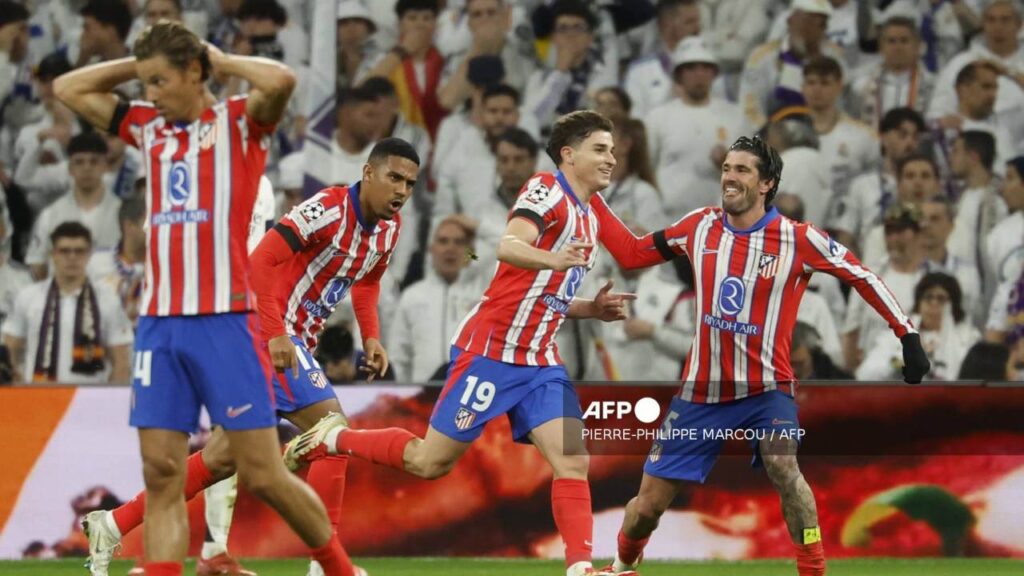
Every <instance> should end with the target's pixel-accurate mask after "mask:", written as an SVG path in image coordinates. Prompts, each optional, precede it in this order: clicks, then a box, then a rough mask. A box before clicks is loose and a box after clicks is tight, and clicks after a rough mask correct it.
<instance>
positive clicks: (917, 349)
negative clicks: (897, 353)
mask: <svg viewBox="0 0 1024 576" xmlns="http://www.w3.org/2000/svg"><path fill="white" fill-rule="evenodd" d="M899 341H900V343H902V344H903V381H905V382H906V383H908V384H920V383H921V379H922V378H924V377H925V375H926V374H928V372H929V371H931V369H932V363H931V362H929V360H928V355H927V354H925V348H924V347H922V346H921V334H918V333H916V332H909V333H906V334H903V337H902V338H900V339H899Z"/></svg>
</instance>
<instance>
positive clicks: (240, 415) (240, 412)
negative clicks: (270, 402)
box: [227, 404, 253, 418]
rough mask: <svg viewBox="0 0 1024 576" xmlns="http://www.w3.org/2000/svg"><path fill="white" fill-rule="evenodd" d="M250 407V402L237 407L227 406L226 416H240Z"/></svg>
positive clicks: (247, 410) (227, 416)
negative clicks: (235, 407) (232, 407)
mask: <svg viewBox="0 0 1024 576" xmlns="http://www.w3.org/2000/svg"><path fill="white" fill-rule="evenodd" d="M252 408H253V405H252V404H246V405H245V406H240V407H238V408H232V407H230V406H228V407H227V417H228V418H238V417H239V416H241V415H243V414H245V413H246V412H248V411H250V410H252Z"/></svg>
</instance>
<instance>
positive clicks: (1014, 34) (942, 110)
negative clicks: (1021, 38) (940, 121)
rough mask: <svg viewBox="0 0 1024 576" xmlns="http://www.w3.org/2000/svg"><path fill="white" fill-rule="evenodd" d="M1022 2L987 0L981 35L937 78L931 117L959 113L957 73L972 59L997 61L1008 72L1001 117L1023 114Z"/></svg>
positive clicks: (1023, 98) (1000, 71) (1003, 93)
mask: <svg viewBox="0 0 1024 576" xmlns="http://www.w3.org/2000/svg"><path fill="white" fill-rule="evenodd" d="M1021 15H1022V8H1021V6H1020V3H1019V2H1017V1H1015V0H991V1H987V2H986V5H985V7H984V10H983V11H982V25H981V26H982V28H981V32H982V33H981V35H980V36H979V37H978V38H975V40H974V41H973V42H972V43H971V46H970V47H969V48H968V49H967V50H965V51H964V52H961V53H959V54H958V55H956V56H955V57H953V58H952V59H951V60H949V64H948V65H946V66H945V68H943V69H942V72H940V73H939V77H938V78H937V79H936V82H935V94H934V96H933V97H932V101H931V105H930V106H929V109H928V118H930V119H931V118H941V117H943V116H947V115H950V114H955V113H956V77H957V76H958V75H959V73H961V71H962V70H963V69H964V68H965V67H966V66H968V65H970V64H971V63H974V61H977V60H988V61H992V63H997V64H998V67H999V69H1000V72H1004V71H1005V72H1006V76H1000V77H999V78H998V83H999V90H998V97H997V100H996V102H995V107H994V109H995V112H996V114H997V115H999V116H1000V117H1007V119H1008V120H1012V119H1011V118H1009V117H1010V116H1014V115H1017V116H1019V115H1020V114H1021V112H1020V108H1021V106H1022V100H1024V90H1022V88H1021V87H1022V86H1024V45H1022V44H1021V40H1020V33H1021V22H1022V20H1021Z"/></svg>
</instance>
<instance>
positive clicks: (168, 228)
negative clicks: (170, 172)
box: [157, 135, 178, 316]
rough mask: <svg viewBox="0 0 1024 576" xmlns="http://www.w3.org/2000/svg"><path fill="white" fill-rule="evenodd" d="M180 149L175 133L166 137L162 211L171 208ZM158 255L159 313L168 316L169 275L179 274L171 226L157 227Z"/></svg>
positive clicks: (163, 163)
mask: <svg viewBox="0 0 1024 576" xmlns="http://www.w3.org/2000/svg"><path fill="white" fill-rule="evenodd" d="M177 151H178V139H177V138H176V137H174V136H173V135H169V136H166V137H165V138H164V150H163V151H161V154H160V211H161V212H165V211H167V210H169V209H170V206H171V203H170V194H169V192H168V189H169V184H170V179H171V178H170V171H171V158H172V157H173V156H174V154H175V153H176V152H177ZM157 257H158V266H159V270H160V277H161V279H162V281H161V283H160V286H159V289H158V292H157V315H158V316H166V315H168V314H170V312H171V283H170V282H167V281H166V279H167V278H168V276H171V275H174V274H177V271H172V270H171V227H169V225H160V227H157Z"/></svg>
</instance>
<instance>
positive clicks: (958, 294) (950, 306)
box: [913, 272, 966, 324]
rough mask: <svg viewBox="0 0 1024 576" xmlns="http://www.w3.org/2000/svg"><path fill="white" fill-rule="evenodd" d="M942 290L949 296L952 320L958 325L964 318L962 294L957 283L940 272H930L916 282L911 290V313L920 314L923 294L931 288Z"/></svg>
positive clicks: (926, 291) (960, 290)
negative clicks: (918, 281) (919, 280)
mask: <svg viewBox="0 0 1024 576" xmlns="http://www.w3.org/2000/svg"><path fill="white" fill-rule="evenodd" d="M936 287H938V288H942V289H943V290H945V291H946V294H948V295H949V305H950V307H951V308H952V313H953V320H954V321H955V322H956V323H957V324H959V323H961V322H962V321H963V320H964V317H965V316H966V315H965V314H964V292H963V290H961V287H959V282H956V279H955V278H953V277H952V276H949V275H948V274H945V273H942V272H930V273H928V274H926V275H925V276H924V278H922V279H921V281H920V282H918V285H916V286H915V287H914V288H913V312H915V313H916V312H921V310H920V308H921V302H922V299H923V298H924V297H925V292H927V291H929V290H930V289H932V288H936Z"/></svg>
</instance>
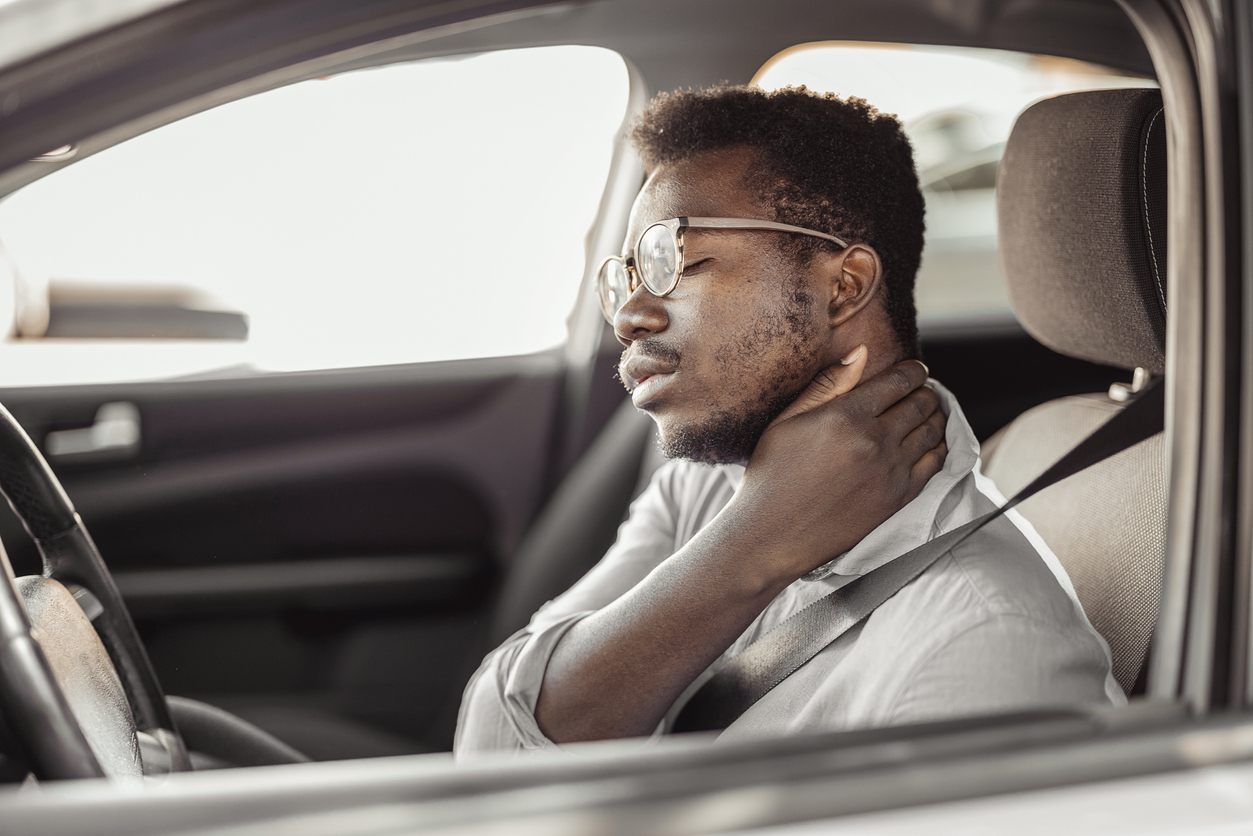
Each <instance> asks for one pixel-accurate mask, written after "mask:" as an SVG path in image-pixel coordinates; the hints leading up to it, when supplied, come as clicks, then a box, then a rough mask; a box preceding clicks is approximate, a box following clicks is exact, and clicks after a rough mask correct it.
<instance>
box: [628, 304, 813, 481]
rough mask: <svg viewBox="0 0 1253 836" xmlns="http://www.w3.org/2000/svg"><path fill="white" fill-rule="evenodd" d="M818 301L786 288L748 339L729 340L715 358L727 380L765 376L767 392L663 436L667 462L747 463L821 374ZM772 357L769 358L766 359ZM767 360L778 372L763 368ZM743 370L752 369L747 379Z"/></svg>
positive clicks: (756, 394) (758, 393)
mask: <svg viewBox="0 0 1253 836" xmlns="http://www.w3.org/2000/svg"><path fill="white" fill-rule="evenodd" d="M812 311H813V297H812V296H811V295H809V293H808V292H806V290H804V288H803V287H801V286H799V283H798V282H797V283H796V285H793V286H791V287H787V288H786V290H784V295H783V306H782V307H781V308H779V310H773V311H763V312H762V315H761V316H759V317H758V318H757V320H754V322H753V327H752V328H749V330H748V333H747V335H743V336H741V337H738V338H734V340H729V341H727V342H725V343H724V345H722V346H719V347H718V350H717V351H715V352H713V355H714V356H715V357H718V363H719V366H720V368H719V371H720V375H719V376H720V377H722V379H723V380H746V379H753V377H754V376H763V377H764V379H766V380H768V381H769V382H768V384H767V385H766V386H764V387H763V390H762V391H759V392H756V394H754V395H752V396H749V397H748V399H747V400H746V401H742V402H741V404H737V405H734V406H727V407H715V409H713V410H712V411H710V412H709V414H708V415H707V416H705V417H704V419H702V420H700V421H693V422H689V424H685V425H680V426H678V427H670V430H669V431H667V432H664V434H659V435H658V441H657V446H658V450H659V451H660V452H662V455H663V456H665V457H667V459H687V460H688V461H695V462H699V464H707V465H720V464H747V462H748V460H749V457H751V456H752V455H753V450H754V449H757V442H758V441H759V440H761V437H762V434H763V432H764V431H766V427H767V426H769V424H771V421H773V420H774V419H777V417H778V416H779V415H782V414H783V410H786V409H787V407H788V406H789V405H791V404H792V401H794V400H796V399H797V396H798V395H799V394H801V392H802V391H803V390H804V387H806V386H807V385H808V384H809V381H811V380H812V379H813V375H816V374H817V371H818V368H817V366H818V357H819V356H821V351H822V348H821V346H819V337H818V331H817V326H816V323H814V321H813V318H812ZM635 351H637V353H643V355H645V356H653V357H657V358H659V360H664V361H667V362H669V363H672V365H675V366H677V365H678V363H679V361H680V355H679V353H678V352H677V351H675V350H674V348H673V347H670V346H667V345H664V343H653V345H649V341H648V338H645V340H642V341H640V342H639V343H638V345H637V346H635ZM763 358H769V360H763ZM763 362H769V363H771V365H772V366H773V368H768V370H764V371H766V375H761V374H759V372H761V371H762V368H761V366H762V363H763ZM743 370H753V372H756V374H754V375H746V374H744V371H743Z"/></svg>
______
Brief >> Reproduce verbatim everything from the line containing "149L175 133L166 137L162" down to the line containing "positive clicks: (163, 163)", including both of those lines.

Output >>
rough mask: <svg viewBox="0 0 1024 576" xmlns="http://www.w3.org/2000/svg"><path fill="white" fill-rule="evenodd" d="M180 149L175 133L166 137L162 211L171 208ZM158 255L159 313L168 316L169 275L179 274L171 226L157 227Z"/></svg>
positive clicks: (163, 163)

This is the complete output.